[Extracted data entries]
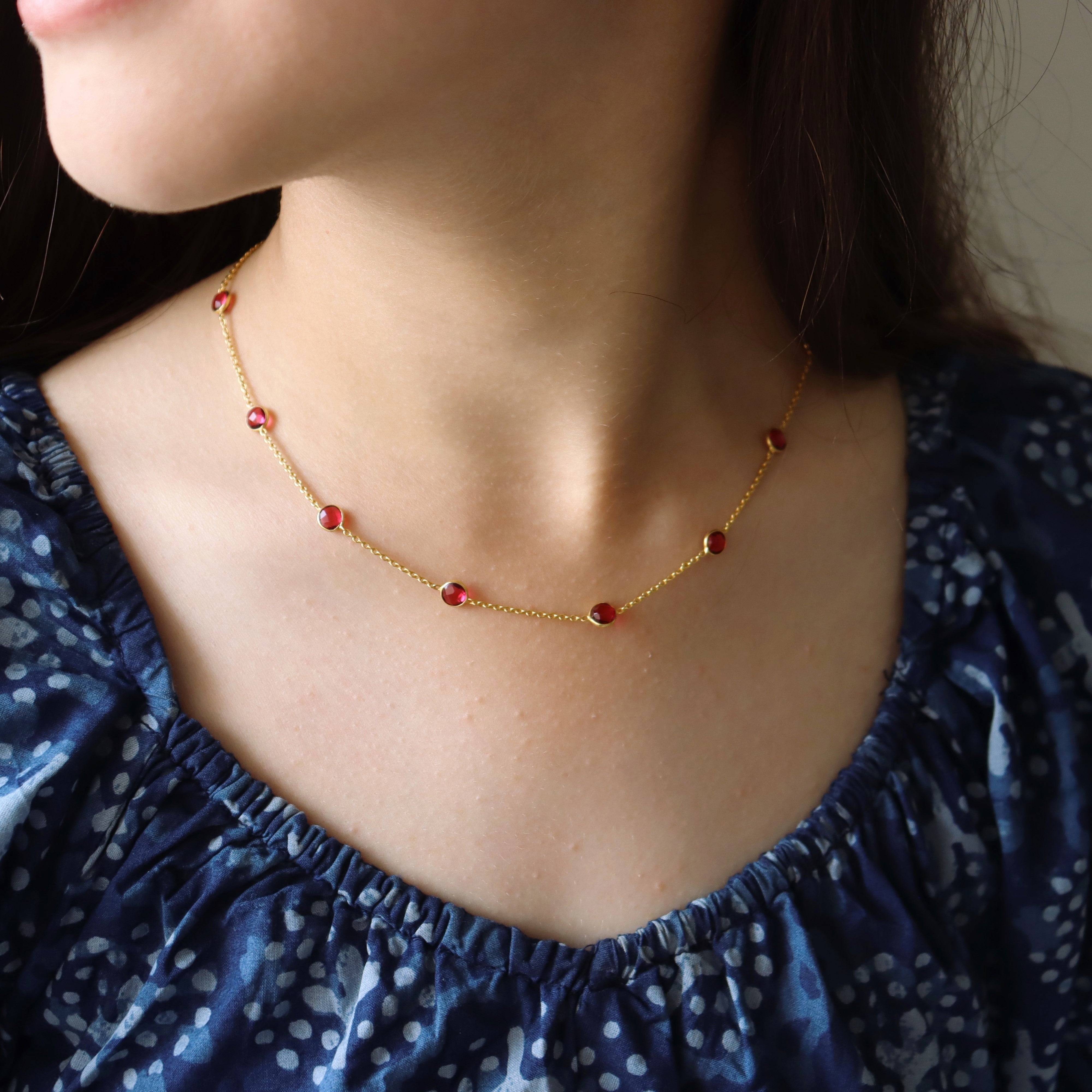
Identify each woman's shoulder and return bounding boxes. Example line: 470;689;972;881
0;372;177;737
903;353;1092;524
904;353;1092;722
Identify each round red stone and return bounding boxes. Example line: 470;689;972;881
440;580;470;607
587;603;618;626
319;505;345;531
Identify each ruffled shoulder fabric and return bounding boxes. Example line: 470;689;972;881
0;354;1092;1092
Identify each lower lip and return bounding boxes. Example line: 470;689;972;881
17;0;138;38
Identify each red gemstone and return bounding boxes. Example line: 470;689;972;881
587;603;618;626
319;505;345;531
440;580;470;607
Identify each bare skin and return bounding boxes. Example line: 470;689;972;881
32;3;905;945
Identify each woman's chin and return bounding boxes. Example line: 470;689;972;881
17;0;139;39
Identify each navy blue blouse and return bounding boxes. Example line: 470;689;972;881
0;354;1092;1092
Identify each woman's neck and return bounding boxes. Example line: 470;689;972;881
234;13;803;563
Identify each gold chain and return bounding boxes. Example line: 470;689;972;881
213;242;811;626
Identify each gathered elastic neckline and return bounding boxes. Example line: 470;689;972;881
2;367;984;988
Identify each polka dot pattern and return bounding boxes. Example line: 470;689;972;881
0;354;1092;1092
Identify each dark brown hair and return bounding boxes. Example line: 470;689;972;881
0;0;1023;373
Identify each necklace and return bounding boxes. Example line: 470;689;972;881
212;244;811;626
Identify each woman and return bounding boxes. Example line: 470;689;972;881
0;0;1092;1092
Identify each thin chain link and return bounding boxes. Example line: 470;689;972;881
216;242;811;625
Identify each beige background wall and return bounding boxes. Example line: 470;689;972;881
984;0;1092;370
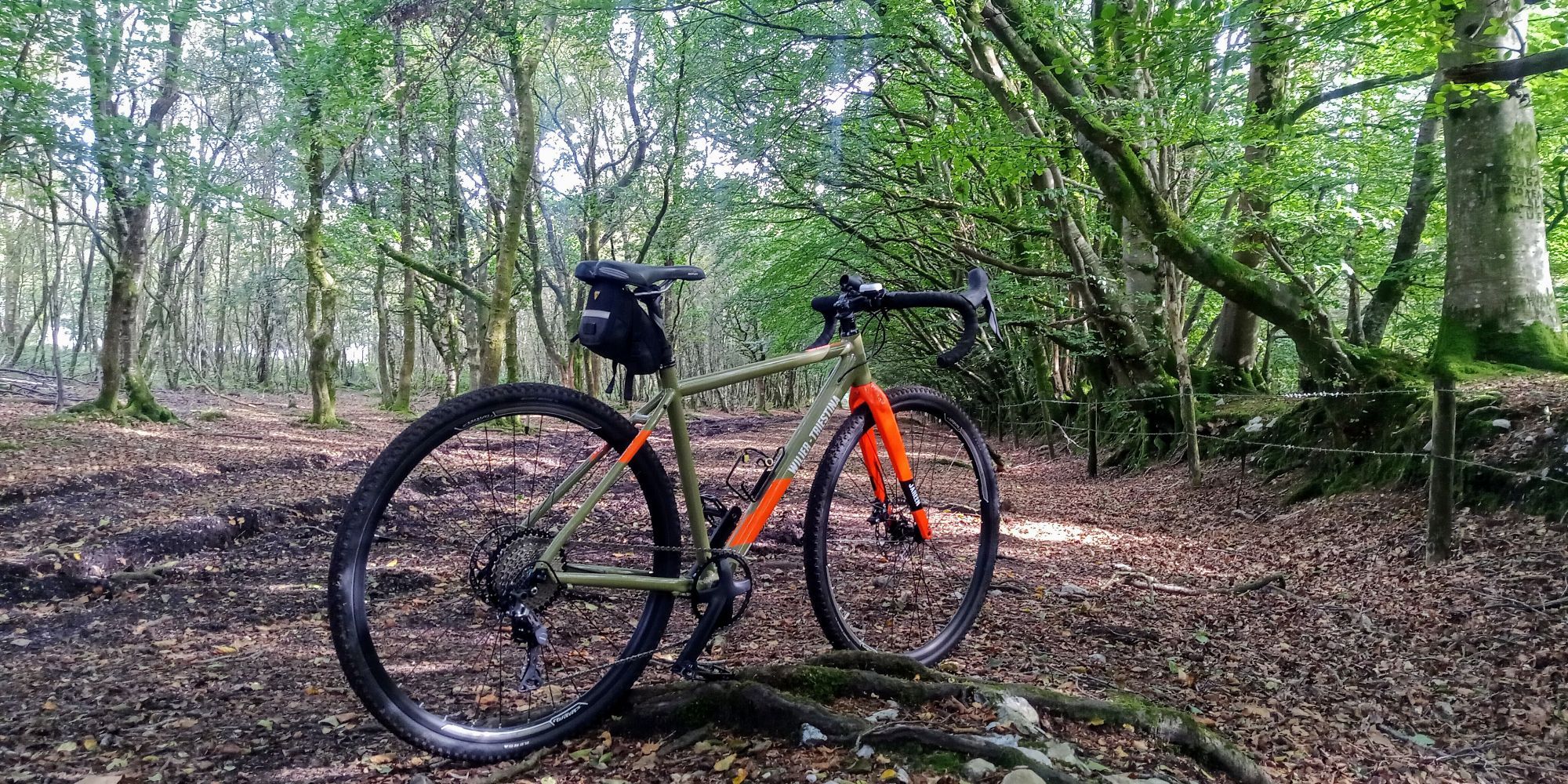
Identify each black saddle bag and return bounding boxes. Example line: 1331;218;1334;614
577;284;676;376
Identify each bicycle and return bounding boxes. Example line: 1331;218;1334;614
328;262;1000;764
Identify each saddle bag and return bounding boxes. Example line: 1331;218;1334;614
577;284;676;376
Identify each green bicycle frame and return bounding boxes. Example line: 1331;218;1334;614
528;334;872;593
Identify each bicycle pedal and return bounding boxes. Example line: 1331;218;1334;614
670;662;740;681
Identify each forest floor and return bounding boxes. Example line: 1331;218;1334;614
0;392;1568;784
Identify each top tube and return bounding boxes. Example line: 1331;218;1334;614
660;340;855;397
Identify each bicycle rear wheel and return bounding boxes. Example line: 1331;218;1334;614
328;384;681;762
804;387;1000;665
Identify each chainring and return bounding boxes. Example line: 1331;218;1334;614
691;550;757;629
469;525;566;612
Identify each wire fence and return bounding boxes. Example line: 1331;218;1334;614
994;383;1568;558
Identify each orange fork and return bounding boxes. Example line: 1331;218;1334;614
850;383;931;541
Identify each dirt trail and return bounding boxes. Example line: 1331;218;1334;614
0;394;1568;784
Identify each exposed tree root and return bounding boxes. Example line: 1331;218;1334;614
1118;569;1289;596
613;651;1272;784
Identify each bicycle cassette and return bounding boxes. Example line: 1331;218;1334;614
469;525;564;612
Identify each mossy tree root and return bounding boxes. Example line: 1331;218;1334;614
613;651;1273;784
613;677;1083;784
66;375;180;423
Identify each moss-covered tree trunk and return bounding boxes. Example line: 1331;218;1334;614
299;171;337;426
1433;0;1568;376
78;0;196;422
983;0;1363;386
1209;2;1292;386
1361;75;1443;347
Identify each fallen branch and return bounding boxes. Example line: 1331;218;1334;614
1118;564;1287;596
613;651;1273;784
108;560;180;583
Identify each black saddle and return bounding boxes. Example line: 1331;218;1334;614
572;262;707;289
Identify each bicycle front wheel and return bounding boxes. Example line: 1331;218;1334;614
328;384;681;762
804;387;1000;665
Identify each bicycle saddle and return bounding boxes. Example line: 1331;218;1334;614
572;262;707;289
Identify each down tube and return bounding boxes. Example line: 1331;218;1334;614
728;351;866;554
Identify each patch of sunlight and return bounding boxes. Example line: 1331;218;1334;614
1002;519;1126;547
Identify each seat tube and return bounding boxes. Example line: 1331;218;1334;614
659;367;710;558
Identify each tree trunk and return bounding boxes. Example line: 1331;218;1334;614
477;17;555;387
1209;2;1290;387
1433;0;1568;378
1361;74;1443;347
985;0;1361;386
299;136;337;426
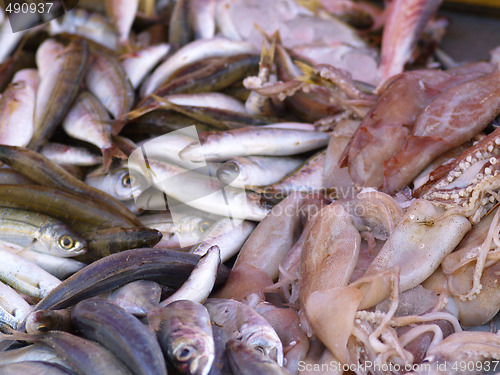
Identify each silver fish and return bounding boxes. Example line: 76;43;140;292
0;207;87;257
217;156;303;188
141;38;255;98
179;127;329;162
120;43;170;89
190;218;257;263
0;69;38;147
205;298;283;366
148;301;215;375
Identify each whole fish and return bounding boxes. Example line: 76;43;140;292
141;38;255;98
25;310;74;334
148;300;215;375
0;145;140;225
75;227;162;263
168;0;191;49
204;298;283;366
0;249;61;298
254;150;328;195
226;339;290;375
35;248;229;310
217;156;303;188
63;91;127;169
0;331;132;375
105;0;139;48
85;53;135;123
28;40;89;150
189;0;215;40
108;280;162;316
120;43;170;89
179;127;329;162
71;298;167;375
15;248;86;280
0;69;38;146
0;207;87;257
0;282;32;332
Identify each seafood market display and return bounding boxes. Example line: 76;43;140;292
0;0;500;375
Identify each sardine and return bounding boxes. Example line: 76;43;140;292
85;53;135;123
0;249;61;298
35;248;229;310
148;300;215;375
40;142;102;167
205;298;283;366
189;0;215;40
49;8;118;51
190;218;256;263
0;361;75;375
71;298;167;375
75;227;162;263
105;0;139;47
0;145;140;226
63;91;127;169
0;331;132;375
28;38;89;149
160;245;221;307
217;156;303;188
0;207;87;257
179;127;329;162
108;280;162;317
226;339;290;375
0;69;38;146
168;0;191;49
0;282;32;330
25;310;74;334
0;185;137;232
141;38;255;98
120;43;170;89
0;344;72;374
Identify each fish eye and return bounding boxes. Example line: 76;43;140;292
200;220;211;233
122;173;135;188
58;235;75;250
175;346;194;361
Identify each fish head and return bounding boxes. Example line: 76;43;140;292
168;327;215;375
41;223;87;257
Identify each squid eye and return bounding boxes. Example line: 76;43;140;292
122;173;135;188
200;221;211;233
58;235;75;250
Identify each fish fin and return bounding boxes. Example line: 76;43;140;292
101;145;127;171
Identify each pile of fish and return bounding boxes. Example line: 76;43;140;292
0;0;500;375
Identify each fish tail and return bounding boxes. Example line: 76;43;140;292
101;145;127;171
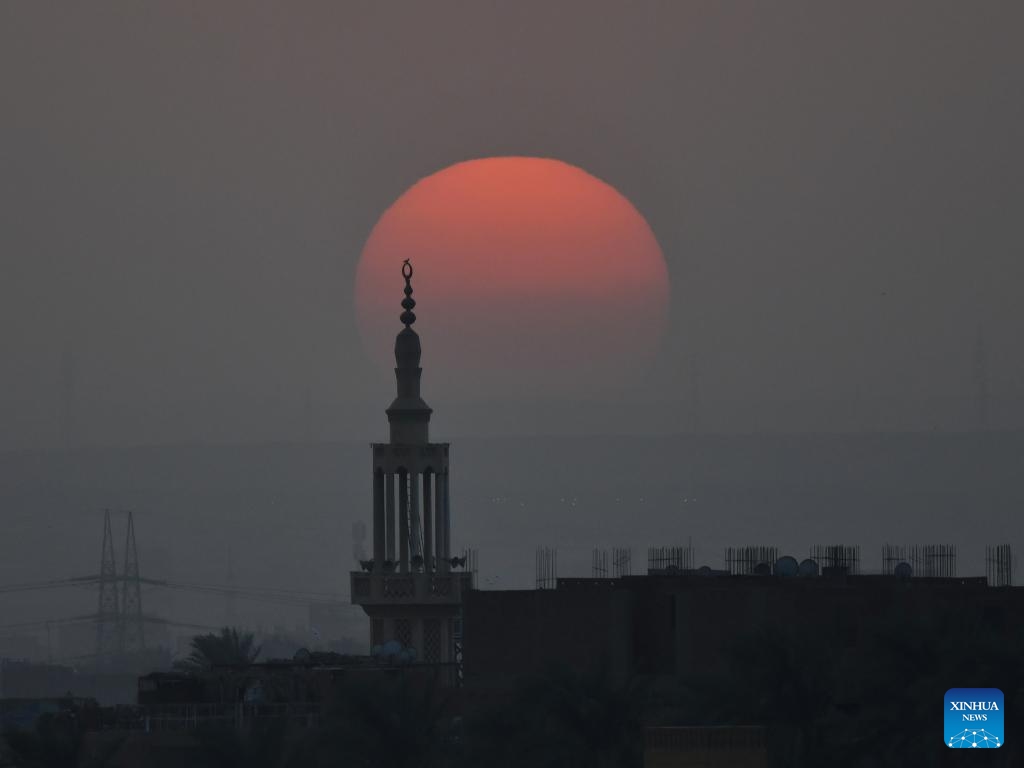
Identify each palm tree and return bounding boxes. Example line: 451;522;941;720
174;627;260;673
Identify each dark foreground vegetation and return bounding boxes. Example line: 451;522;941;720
5;615;1024;768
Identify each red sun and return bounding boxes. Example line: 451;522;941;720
355;157;669;401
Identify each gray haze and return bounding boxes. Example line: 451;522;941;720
0;0;1024;449
0;0;1024;659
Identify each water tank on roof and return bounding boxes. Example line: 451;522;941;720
775;555;800;579
800;557;818;575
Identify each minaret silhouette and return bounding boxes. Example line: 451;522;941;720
351;260;472;663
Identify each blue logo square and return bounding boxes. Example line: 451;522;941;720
943;688;1005;750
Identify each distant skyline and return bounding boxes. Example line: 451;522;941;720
0;0;1024;450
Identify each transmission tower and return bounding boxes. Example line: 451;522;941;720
96;509;121;663
120;512;145;653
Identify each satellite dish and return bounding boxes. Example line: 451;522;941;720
775;555;800;579
380;640;401;656
798;557;818;575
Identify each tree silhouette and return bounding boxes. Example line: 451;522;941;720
174;627;260;673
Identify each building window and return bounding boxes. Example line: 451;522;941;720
394;618;413;648
423;618;441;663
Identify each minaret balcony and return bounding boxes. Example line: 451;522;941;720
351;570;473;605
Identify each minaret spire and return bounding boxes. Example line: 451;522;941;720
386;259;432;444
399;259;416;328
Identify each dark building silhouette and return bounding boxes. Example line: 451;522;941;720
351;261;472;664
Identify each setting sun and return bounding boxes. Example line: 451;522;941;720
355;157;669;396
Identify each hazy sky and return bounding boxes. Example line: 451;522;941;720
0;0;1024;447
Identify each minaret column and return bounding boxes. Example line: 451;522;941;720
423;469;434;573
441;472;452;560
374;469;386;572
409;472;423;557
398;469;409;573
434;472;451;573
384;472;394;563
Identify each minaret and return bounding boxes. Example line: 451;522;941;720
351;260;472;663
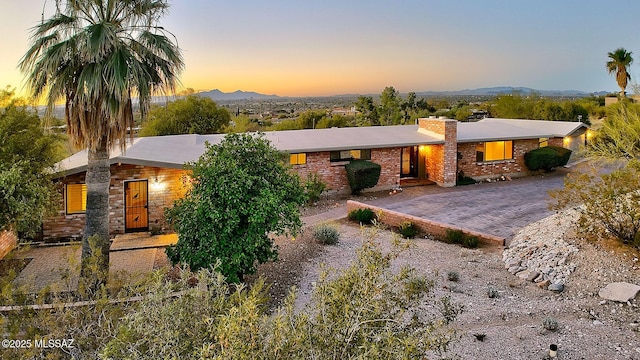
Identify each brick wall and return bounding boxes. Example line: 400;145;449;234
0;230;18;259
347;200;505;246
458;139;539;180
293;148;402;193
418;118;458;187
43;165;187;242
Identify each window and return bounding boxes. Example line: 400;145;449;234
289;153;307;165
66;184;87;214
330;149;371;161
476;141;513;162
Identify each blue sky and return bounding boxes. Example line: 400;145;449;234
0;0;640;96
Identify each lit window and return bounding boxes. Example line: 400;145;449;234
66;184;87;214
330;149;371;161
476;141;513;162
289;153;307;165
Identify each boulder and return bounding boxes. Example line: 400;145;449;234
598;282;640;302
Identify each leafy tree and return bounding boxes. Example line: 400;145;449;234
356;96;380;126
140;95;231;136
607;48;633;98
0;97;64;235
166;134;306;282
20;0;183;284
379;86;402;125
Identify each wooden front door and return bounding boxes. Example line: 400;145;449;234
124;180;149;232
400;146;418;178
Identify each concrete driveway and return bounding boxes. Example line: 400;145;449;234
365;169;569;244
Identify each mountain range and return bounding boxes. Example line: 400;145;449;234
199;86;610;101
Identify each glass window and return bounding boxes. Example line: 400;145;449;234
330;149;371;161
476;140;513;162
289;153;307;165
66;184;87;214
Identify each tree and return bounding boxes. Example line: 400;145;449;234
166;134;306;282
140;95;231;136
356;96;380;126
379;86;402;125
607;48;633;98
20;0;183;285
0;97;63;235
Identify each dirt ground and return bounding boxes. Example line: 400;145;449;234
250;215;640;360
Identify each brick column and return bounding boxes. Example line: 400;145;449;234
418;118;458;187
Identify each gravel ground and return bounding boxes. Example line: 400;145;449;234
258;212;640;359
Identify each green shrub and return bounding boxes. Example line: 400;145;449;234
345;160;382;195
313;224;340;245
447;271;460;282
445;229;465;244
398;221;418;239
542;318;558;331
463;236;480;249
524;146;571;171
304;173;327;203
349;208;376;225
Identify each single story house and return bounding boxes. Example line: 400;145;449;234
42;118;587;241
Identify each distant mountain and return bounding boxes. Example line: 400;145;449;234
198;89;279;100
416;86;609;96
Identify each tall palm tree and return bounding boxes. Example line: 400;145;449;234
19;0;184;282
607;48;633;98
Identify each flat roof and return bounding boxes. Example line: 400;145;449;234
55;119;586;176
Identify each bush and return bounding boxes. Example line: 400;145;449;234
524;146;571;171
313;224;340;245
349;208;376;225
445;229;465;244
542;318;558;331
447;271;460;282
398;221;418;239
304;173;327;203
463;236;480;249
345;160;382;195
549;161;640;248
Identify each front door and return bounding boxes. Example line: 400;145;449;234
400;146;418;178
124;180;149;232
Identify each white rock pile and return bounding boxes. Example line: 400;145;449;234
502;210;578;291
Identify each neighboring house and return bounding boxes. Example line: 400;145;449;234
43;118;587;241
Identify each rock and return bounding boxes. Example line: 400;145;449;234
538;279;551;289
527;271;540;281
547;283;564;293
598;282;640;302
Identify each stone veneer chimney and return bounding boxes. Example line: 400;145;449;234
418;117;458;187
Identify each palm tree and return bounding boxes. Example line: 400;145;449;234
19;0;184;282
607;48;633;98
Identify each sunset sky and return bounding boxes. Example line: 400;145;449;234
0;0;640;96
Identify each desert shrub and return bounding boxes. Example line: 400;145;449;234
550;161;640;247
542;318;558;331
398;221;418;239
487;286;500;299
313;224;340;245
445;229;465;244
463;235;480;249
100;231;463;359
304;173;327;203
345;160;382;195
447;271;460;282
349;208;376;225
524;146;571;171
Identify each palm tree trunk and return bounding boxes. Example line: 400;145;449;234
81;138;111;288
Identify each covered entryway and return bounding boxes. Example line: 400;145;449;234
124;180;149;232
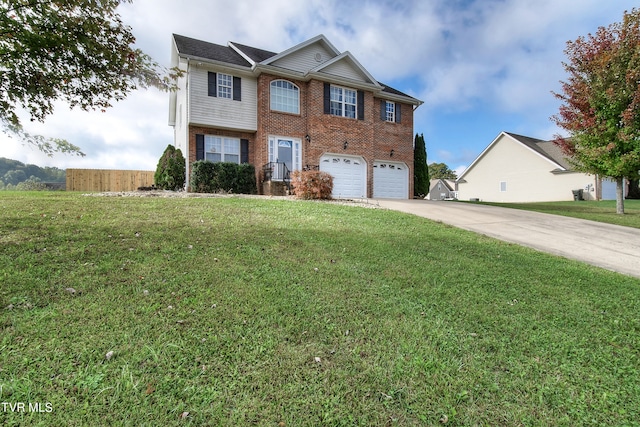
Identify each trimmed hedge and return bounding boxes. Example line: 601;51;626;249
291;171;333;199
153;145;186;191
191;160;258;194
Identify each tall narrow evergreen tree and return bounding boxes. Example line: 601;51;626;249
413;134;429;199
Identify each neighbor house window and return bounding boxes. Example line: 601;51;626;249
204;135;240;163
330;86;357;119
271;80;300;114
385;101;396;122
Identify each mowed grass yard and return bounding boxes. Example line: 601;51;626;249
0;192;640;426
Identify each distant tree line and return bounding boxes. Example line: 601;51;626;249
0;157;66;190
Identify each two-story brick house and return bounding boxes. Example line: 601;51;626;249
169;35;422;198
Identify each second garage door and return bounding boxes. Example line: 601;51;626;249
373;161;409;199
320;154;367;198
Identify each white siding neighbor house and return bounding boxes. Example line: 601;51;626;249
457;132;615;203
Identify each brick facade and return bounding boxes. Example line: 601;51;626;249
188;73;413;197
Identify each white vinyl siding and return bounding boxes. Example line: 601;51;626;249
188;65;258;131
458;136;595;203
271;43;335;72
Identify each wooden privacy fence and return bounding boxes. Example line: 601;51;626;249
67;169;155;191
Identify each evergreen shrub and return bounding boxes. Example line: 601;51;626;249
154;144;186;191
190;160;257;194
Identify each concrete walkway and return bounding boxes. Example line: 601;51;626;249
370;199;640;278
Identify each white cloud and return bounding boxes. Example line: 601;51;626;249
0;0;636;169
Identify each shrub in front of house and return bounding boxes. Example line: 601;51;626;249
291;171;333;199
153;144;186;191
190;160;257;194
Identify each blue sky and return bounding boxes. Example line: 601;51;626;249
0;0;638;176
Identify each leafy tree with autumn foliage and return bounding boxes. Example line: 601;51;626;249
552;9;640;214
0;0;176;155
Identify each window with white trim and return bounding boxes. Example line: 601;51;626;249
204;135;240;164
218;73;233;99
385;101;396;122
270;80;300;114
330;86;358;119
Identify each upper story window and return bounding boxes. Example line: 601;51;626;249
204;135;240;163
380;99;402;123
330;86;358;119
207;71;242;101
385;101;396;122
270;80;300;114
218;73;233;99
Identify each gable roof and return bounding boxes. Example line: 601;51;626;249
173;34;423;106
458;132;572;181
173;34;251;67
504;132;571;170
229;42;278;63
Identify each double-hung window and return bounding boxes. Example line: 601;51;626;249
204;135;240;164
270;80;300;114
330;86;358;119
385;101;396;122
218;73;233;99
207;71;242;101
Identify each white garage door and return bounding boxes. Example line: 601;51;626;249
320;154;367;198
373;161;409;199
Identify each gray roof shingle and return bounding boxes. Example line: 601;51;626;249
173;34;251;67
173;34;415;103
505;132;572;170
231;42;277;62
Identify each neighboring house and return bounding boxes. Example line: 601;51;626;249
427;179;458;200
169;34;422;199
457;132;615;202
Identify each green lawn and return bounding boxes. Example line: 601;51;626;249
483;200;640;228
0;192;640;426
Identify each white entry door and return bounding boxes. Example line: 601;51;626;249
269;136;302;179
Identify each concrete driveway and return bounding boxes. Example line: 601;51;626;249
376;199;640;278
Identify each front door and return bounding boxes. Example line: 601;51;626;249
276;139;293;171
269;136;302;179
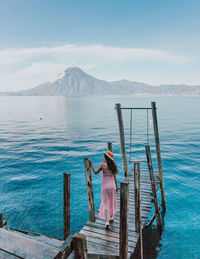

== YOUR TASK ==
Rewrite the lines starting at the one containing "Identify each brick column" and ending at the one containing "258;212;640;359", with "gravel ground" changed to "pebble path" and everything else left as is.

== RESULT OF THE TASK ==
Identify each brick column and return bounding boxes. Example line: 400;145;449;234
418;118;458;187
Identify each pebble path and return bounding boxes. Example line: 400;145;449;234
258;212;640;359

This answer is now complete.